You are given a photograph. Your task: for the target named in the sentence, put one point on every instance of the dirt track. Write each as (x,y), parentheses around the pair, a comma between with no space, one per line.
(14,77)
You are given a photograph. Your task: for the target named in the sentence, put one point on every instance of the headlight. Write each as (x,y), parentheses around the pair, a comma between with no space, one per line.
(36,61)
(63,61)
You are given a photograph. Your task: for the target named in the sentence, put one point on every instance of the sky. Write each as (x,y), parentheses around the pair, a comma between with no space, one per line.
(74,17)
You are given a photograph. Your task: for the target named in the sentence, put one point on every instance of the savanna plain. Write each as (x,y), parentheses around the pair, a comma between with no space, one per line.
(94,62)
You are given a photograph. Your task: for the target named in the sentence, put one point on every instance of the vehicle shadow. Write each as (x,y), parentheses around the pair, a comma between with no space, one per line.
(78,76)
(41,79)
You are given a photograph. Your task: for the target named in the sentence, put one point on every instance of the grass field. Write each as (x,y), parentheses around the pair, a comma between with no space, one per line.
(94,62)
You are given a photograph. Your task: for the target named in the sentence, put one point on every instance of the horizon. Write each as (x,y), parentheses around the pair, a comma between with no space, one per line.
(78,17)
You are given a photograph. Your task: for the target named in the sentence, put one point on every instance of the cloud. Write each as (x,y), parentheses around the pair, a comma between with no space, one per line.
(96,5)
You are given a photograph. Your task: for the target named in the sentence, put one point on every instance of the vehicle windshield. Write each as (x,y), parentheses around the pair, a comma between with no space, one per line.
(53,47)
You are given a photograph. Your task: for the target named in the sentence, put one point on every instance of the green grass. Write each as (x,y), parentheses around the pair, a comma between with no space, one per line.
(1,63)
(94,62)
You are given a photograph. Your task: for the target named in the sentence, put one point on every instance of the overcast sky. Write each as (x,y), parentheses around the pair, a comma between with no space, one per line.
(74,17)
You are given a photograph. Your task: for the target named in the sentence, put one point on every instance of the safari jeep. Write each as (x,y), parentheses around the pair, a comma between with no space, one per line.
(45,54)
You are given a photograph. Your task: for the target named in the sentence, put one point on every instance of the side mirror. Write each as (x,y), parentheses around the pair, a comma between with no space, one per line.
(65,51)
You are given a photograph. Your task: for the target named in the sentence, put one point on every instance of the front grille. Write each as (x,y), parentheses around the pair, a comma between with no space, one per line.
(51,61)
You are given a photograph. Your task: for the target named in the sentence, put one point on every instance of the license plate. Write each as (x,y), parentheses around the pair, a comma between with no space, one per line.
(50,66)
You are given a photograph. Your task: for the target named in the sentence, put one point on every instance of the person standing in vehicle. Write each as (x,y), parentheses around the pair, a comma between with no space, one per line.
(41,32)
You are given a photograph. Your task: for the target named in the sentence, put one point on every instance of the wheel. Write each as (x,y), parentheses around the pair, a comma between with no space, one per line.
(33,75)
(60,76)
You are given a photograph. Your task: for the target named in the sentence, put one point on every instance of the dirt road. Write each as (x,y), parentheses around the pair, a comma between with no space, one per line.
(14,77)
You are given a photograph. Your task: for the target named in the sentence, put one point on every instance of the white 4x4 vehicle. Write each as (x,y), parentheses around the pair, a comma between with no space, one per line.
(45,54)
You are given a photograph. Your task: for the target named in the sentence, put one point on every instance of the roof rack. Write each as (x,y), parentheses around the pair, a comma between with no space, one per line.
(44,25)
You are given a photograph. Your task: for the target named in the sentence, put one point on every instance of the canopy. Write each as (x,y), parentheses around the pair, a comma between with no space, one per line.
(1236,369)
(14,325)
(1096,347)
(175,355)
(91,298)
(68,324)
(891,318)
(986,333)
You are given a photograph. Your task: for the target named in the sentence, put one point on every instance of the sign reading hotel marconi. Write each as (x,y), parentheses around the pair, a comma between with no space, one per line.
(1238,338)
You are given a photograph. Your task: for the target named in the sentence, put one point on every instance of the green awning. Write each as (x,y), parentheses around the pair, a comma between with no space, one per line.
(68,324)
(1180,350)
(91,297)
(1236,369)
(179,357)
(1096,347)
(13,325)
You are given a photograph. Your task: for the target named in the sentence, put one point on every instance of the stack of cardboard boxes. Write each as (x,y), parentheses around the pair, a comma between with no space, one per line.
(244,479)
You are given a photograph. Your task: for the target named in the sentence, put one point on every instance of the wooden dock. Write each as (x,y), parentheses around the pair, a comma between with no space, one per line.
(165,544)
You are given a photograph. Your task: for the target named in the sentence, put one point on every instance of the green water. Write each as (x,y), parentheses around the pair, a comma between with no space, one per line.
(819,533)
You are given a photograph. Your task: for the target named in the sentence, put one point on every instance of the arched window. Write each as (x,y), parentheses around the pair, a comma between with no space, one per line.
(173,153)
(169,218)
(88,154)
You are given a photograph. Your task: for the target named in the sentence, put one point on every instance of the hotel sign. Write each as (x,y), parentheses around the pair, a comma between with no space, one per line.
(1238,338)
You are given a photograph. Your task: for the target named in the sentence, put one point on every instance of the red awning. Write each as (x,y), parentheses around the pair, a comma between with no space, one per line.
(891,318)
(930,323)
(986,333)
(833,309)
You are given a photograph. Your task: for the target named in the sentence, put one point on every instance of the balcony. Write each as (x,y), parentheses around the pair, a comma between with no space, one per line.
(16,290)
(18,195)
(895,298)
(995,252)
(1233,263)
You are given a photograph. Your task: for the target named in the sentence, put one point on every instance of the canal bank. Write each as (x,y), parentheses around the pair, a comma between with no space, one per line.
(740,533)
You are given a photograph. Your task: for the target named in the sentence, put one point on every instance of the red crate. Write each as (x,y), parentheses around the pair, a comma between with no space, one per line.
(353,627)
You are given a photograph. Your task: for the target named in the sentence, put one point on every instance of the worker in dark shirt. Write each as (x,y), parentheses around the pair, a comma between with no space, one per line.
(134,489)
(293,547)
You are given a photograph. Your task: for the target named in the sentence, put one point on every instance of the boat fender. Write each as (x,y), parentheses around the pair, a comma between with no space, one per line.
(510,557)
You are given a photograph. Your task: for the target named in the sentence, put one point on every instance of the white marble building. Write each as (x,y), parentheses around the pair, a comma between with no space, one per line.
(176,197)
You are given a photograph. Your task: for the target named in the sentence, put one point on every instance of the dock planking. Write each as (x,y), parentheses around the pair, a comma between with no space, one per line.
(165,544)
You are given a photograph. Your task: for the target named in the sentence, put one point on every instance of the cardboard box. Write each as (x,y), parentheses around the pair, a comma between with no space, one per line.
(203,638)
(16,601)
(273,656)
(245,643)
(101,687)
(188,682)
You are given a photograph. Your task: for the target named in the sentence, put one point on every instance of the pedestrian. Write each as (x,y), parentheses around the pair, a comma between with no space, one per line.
----
Please reproduce the listing above word for word, keeping every line in its original order.

**Solved problem:**
You are given a photograph. Your task: for the target named in the sentence, put one point on every instance of the dirt track. Write each as (x,y), parentheses around the pair, a comma between with no space, one per line.
(14,77)
You are given a photograph. Your task: for the target named in the sentence, put one point on every instance of the headlight. Write each as (x,y), parentheses around the pair, a comma between with no space, one per line.
(36,61)
(63,61)
You are given a photograph. Your task: for the target named in the sentence, put one point on every instance of the sky. Write each as (x,y), parentheses around the pair, a comma between with no space, one per line.
(74,17)
You are given a photograph. Your task: for the target named in the sentence, put one point on every instance of the savanna plain. Write each as (x,y), parentheses around the pair, a comma between with no space, one per line.
(94,62)
You are given a photograph. Your task: for the target named in the sentence, put one point on every instance of the vehicle shadow. Write each as (x,y), parentheses around the pair, a comma between with no space, one per line.
(78,76)
(41,79)
You are given a photograph. Your task: for the target named in the sentence, put one point on every instance of the grass field. Write each as (x,y), parentheses around the pair, a comma between with no space, one per line.
(94,62)
You are given a photograph. Your task: for the target named in the sentence, put one point on every instance of the horizon. Write each as (x,y), parentheses around the pair, a comma between with no space, one per line.
(78,17)
You are given a photograph. Your task: for the target named in the sentence, put one point on every instance of the cloud. Write each as (x,y), parentheses around the pair, a comma between with no space, one per line.
(96,5)
You are given a photograph. Your task: for the target named in the sentence, put one point on every instance of the vehicle windshield. Write each as (x,y), parentheses around the pair, a comma between with no space, one per line.
(53,47)
You are given a photograph. Your task: for the target named in the sentence, put one point on every instance of the green grass. Write each as (x,y), parentheses around the pair, a comma between with no space, one per line.
(1,63)
(94,62)
You are given a photograph. Your task: for the target named in the sentence, put one point on every instance of the overcast sky. Write each as (x,y), parentheses around the pair, a comma between with no space, one per line.
(74,17)
You are given a photograph. Your task: for the target named in the sentence, put one point on every instance of the safari jeep. Write each as (x,y), parentheses around the pair, a comma between with no space, one per line.
(45,54)
You are given a photograph. Your task: for the target named in the sentence, put one point on every instance of the side mirror. Write each as (x,y), parentheses around the pair, a comma between with no space, one per line.
(65,51)
You are given a photograph. Your task: for the target named in the sentence, put one point on every instance of the front grille. Write each as (x,y), parentheses around the pair, a comma between with no space, one per line.
(51,61)
You are given a photograph. Your task: for the target named in the sentence, put one point on every instance of the license plate. Write each as (x,y), parentheses around the pair, a comma between with no space, one per line.
(50,66)
You are given a photograph. Your task: for the target named in the sentence, put one point on every instance of the person standing in vehicle. Write each as (x,y), parentheses around the pair, a comma between with no space, one per line.
(41,32)
You are given a photograph. Your task: for the target named in the sentence, put one point on every instance of the wheel. Write each as (x,y), parentheses around the pair, a comma between with no space, one per line.
(33,75)
(60,76)
You are given a photograph. Your task: for the target named in the sentence, put one point on every instance of the dirt road. Write each as (x,y), parentheses around the pair, a comma between with no space, one per line.
(14,77)
You are given a photograph. Your task: for the target named in the sentence, put one point on every instance of the white 4x4 vehicle. Write each as (x,y), parentheses around the pair, a comma between with no space, one per line.
(45,54)
You are given a photograph. Your task: for the target named in the sentence, put one point on every instance of the roof rack. Write each as (x,y), parentheses around the pair, a comma between with no space, one per line.
(44,25)
You are given a photograph. Your task: for the target named in the sentence, put one point on every instance of the canopy. Write each as (x,y), parentheses around the pair, a comma between with no space, one per line.
(1236,369)
(14,325)
(1096,347)
(175,355)
(91,298)
(68,324)
(891,318)
(986,333)
You are given a photograph. Your task: for the target named in the sentence, put one point on every instance of the sign reading hotel marconi. Write each as (x,y), parentheses around the pair, a comma between with no space, one per line.
(1238,338)
You are given a photograph. Your task: for the target named in the sentence, put one point on every instance of the green awning. Write each as (x,y), parentheses around the pair, a comma between with no space, one per line.
(68,324)
(1180,350)
(91,297)
(1236,369)
(179,357)
(1096,347)
(13,325)
You are given a photograph. Your task: for the target named in the sentence, put one point on every instance of the stack of cardboard boxes. Write each as (x,y), parentheses around the pair, a comma between with no space, one per line.
(244,479)
You are given a photograph. Your task: for the target named in the sentence, put one point on every instance of the wooden dock. Write each as (x,y), parentheses around the pair, a comma between with no space, one per line.
(165,544)
You are given a photograph. Your task: for the target named in the sentence, put one point on every instance of the green water. Write each as (x,y), parentheses around the pair, a comma between with no space, one per line.
(819,533)
You are given a photograph. Your task: for the target named in the sentence, put one point on every instance of the arched window. Write each as (x,y), parentheses around the pair, a comma between with no space, one per line.
(173,153)
(169,218)
(88,154)
You are given a photograph. Your task: for the target named in the sentence, put one point on every instance of the hotel sign. Write each as (x,y), parentheses around the pair, a comma between with no space, one per line.
(1238,338)
You are given a photograph. Your task: for the target named in the sentence, put one point on every instance of the red awning. Write each as (x,y), parentheses around the pair, a comma between with no space, one per line.
(891,318)
(930,323)
(986,333)
(833,309)
You are given a photograph. Your task: for the target named in the sentence, put one point on every instance of the balcony. Write each as (x,y), parentheses around the pair, a comma between with no space, one per line.
(16,290)
(18,195)
(895,298)
(995,252)
(1233,263)
You are given a photograph. Your task: for the target named in the sentence, put one point on every instance of the canal bank. Write each as (x,y), parentheses around the pair, a comma between with no space, one per line.
(740,533)
You are given a photograph. Your task: for the target named in the sentence, put one point on every instance of the red crate. Write each as (x,y), parentheses around the pair, a comma between with no space, one per line.
(353,627)
You are given a photograph. Your task: for the target named in the sentence, put one point on every instance of the worker in dark shirt. Write each as (x,y), parentheses around the pair, a comma between with no space, one per line.
(134,489)
(293,547)
You are given a photograph. Your task: for the target named in the sentence, put one point on every instance of the boat fender. Write each as (x,y), parentheses around the pair, a comma between with no space, one per line.
(510,557)
You are given a photograph. Your task: for the target named in the sentence, put one point on every instance of the white marble building. Write each as (x,y), parentheses around the pair, a comma between with no space, one per line.
(176,197)
You are given a photograph. Your task: for the target named in the sentence, put one point on every instance of the dock planking. Write each as (x,y), parentheses around the pair, a comma between with no space, one per line.
(165,544)
You are given a photograph. Your task: for the target named in the sentence, put one point on every instance of the cardboard box. Write each as (x,y), parentheses around the pair, a comma between with no space, one per line.
(203,638)
(16,601)
(273,656)
(245,643)
(101,687)
(188,682)
You are given a photograph. Your task: for the target named in the sentence, put one point on every instance of the pedestrian. Write each as (x,y), parentheses around the pair, a comma between with no space, one per line.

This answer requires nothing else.